Photo-based point labeling data:
┏━━

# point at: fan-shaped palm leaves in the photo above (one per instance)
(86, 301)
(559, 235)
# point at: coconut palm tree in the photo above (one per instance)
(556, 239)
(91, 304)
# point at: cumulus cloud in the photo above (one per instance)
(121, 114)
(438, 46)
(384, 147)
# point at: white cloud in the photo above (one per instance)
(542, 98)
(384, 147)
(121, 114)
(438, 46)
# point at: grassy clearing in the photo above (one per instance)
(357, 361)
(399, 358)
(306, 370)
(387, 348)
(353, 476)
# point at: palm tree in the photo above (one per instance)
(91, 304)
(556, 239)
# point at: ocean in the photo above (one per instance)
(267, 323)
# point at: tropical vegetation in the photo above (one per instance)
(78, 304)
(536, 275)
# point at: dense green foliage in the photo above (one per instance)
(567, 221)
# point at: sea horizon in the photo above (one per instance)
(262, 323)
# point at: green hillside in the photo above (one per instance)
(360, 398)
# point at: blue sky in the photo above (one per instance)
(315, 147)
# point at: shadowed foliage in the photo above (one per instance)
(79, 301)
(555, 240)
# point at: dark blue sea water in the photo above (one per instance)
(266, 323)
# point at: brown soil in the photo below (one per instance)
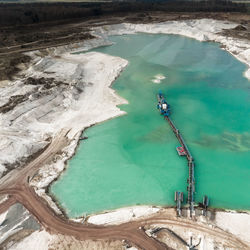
(16, 184)
(14, 40)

┗━━

Reproduce the material from the line containing "# point at: brown" through the end of the material, substituting "earth" for "soil" and leaving everything else unchanged. Omit the pictures from your answer.

# point at: brown earth in the photo below (one per instance)
(16, 184)
(14, 40)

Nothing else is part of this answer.